Written instruction
Quote every item below verbatim, line for line.

━━ Raw data

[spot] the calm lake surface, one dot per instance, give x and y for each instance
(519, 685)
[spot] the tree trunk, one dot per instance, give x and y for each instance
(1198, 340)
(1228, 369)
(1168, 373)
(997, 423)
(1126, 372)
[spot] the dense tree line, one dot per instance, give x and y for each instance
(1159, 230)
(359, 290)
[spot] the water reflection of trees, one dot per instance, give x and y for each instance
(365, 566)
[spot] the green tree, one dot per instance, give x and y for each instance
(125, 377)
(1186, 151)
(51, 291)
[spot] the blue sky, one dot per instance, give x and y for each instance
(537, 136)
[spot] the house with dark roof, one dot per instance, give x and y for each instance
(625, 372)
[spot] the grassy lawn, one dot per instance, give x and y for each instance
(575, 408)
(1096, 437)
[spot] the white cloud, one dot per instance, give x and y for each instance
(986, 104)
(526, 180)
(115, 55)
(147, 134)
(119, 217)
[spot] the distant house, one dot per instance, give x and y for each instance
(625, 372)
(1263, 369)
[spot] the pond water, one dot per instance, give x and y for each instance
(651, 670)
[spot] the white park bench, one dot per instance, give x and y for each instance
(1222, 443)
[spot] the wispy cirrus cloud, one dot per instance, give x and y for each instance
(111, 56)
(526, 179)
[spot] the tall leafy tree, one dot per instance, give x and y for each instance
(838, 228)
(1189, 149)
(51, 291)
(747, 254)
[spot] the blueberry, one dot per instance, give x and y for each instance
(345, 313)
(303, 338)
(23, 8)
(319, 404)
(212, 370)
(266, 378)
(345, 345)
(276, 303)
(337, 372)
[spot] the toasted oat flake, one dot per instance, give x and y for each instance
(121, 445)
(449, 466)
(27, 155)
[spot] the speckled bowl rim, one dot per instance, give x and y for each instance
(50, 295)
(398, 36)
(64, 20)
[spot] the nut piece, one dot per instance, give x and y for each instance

━━━━

Completed task
[spot] the calm lake surface, one dot per instance, give x and y for each instance
(519, 685)
[spot] the tree trunk, one dot per instance, give x and y for each instance
(1198, 340)
(1228, 369)
(1168, 373)
(997, 423)
(1126, 372)
[spot] the dense tree line, one dot per instance, give x and y for each instance
(1159, 230)
(359, 290)
[spot] the water reflection of trees, one dot per instance, give x and y for each instance
(365, 566)
[spot] the green tree, one dot per instance, give x and y for each instance
(125, 377)
(1186, 151)
(51, 291)
[spot] the blue sky, one dot per instance, give x and y for each instance
(537, 136)
[spot] the house with dark roof, one dot per instance, give x and y for each instance
(625, 372)
[spot] the grassy lawn, one dot per instance, give x and y for each instance
(575, 408)
(1096, 437)
[spot] the white cloud, one dot per instance, give x and y for each instance
(986, 104)
(526, 180)
(115, 55)
(147, 134)
(119, 217)
[spot] the distant house, one dot per instance, give x and y for each instance
(625, 372)
(1263, 369)
[spot] the pond water, one dot per instance, give x and y for each instance
(651, 670)
[spot] the white park bench, one dot per instance, give x and y for each instance
(1222, 443)
[spot] the wispy cirrus cloud, one dot per instance, give x and y for each instance
(111, 56)
(526, 179)
[spot] the tall leafy tree, one dot per instance, give x and y for each instance
(838, 228)
(1189, 149)
(51, 291)
(747, 254)
[spot] the blueberry, one dot per instance, give x and y for each instance
(345, 313)
(303, 338)
(23, 8)
(319, 404)
(212, 370)
(266, 378)
(345, 345)
(276, 303)
(337, 372)
[spot] the toasted oat flake, one dot per instance, give x and y for each instance
(121, 445)
(449, 466)
(27, 155)
[spot] the speckled bowl rim, one dot per instance, give x and y for each instance
(50, 295)
(398, 36)
(64, 20)
[spot] the nut piece, one dot per instance, give x and y for each instance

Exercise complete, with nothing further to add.